═══ Data extract ═══
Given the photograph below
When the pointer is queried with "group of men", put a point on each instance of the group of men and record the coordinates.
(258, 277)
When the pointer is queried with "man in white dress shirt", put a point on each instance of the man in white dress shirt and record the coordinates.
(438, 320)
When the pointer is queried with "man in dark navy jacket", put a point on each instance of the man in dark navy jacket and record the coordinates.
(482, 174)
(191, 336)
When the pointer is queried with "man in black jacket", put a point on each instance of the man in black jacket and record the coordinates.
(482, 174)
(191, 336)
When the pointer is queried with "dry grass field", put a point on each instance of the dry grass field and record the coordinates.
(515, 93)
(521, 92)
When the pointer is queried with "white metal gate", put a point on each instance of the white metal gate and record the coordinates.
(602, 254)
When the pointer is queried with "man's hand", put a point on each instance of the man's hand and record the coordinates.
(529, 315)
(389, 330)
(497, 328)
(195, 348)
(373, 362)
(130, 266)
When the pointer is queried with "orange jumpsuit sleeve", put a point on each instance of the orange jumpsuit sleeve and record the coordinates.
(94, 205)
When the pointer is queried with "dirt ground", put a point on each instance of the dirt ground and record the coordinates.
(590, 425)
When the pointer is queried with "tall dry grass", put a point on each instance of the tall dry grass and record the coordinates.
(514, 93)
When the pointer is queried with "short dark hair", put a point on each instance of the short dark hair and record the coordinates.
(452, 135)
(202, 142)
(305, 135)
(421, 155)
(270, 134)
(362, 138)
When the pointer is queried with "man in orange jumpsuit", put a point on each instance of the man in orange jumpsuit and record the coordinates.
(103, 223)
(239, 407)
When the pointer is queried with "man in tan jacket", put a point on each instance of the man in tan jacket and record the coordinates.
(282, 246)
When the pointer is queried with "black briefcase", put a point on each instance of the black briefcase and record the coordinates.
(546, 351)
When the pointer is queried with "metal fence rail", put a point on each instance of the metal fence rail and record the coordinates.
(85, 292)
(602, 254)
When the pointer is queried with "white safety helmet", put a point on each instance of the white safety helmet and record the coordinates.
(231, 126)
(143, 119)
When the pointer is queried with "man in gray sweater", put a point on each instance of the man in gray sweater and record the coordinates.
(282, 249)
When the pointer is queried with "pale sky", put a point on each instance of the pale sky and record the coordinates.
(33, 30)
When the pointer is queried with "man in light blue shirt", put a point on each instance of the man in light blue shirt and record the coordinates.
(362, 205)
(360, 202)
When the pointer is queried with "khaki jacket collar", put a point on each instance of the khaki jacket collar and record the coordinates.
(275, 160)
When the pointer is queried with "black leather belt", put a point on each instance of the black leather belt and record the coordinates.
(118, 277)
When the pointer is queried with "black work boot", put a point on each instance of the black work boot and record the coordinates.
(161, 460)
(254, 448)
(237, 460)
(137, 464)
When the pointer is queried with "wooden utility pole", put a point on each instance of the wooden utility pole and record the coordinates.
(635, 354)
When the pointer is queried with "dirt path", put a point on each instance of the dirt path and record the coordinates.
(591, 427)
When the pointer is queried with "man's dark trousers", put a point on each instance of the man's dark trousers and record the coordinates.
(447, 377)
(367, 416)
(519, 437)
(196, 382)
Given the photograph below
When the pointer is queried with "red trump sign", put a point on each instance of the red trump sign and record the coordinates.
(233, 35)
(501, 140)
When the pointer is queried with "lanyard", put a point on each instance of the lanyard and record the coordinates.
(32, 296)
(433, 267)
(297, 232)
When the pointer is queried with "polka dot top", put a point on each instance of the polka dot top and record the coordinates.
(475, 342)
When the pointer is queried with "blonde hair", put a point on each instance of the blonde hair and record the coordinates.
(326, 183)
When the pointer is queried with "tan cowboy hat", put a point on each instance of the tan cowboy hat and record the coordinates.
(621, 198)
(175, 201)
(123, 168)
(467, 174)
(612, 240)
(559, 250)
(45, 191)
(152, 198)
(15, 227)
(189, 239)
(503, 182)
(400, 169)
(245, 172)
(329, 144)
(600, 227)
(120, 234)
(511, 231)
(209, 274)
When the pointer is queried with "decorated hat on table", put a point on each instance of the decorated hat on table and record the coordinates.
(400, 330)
═══
Stated goal -
Extract, verbatim, the lines from the one containing "blonde hair and record the coordinates." through the last line of the listing above.

Task output -
When the pointer is queried with "blonde hair", put a point on each instance of the blonde hair and record the coordinates.
(326, 183)
When the pointer is queried with "tan cowboy hat", put a point on each instance of the tan cowboy hat and record the coordinates.
(621, 198)
(175, 201)
(123, 168)
(467, 174)
(612, 240)
(559, 250)
(45, 191)
(152, 198)
(15, 227)
(189, 239)
(503, 182)
(400, 169)
(245, 172)
(329, 144)
(600, 227)
(120, 234)
(511, 231)
(209, 274)
When the pointer is queried with "decorated hat on table", put a point on each instance of the decorated hat on table and record the coordinates.
(400, 330)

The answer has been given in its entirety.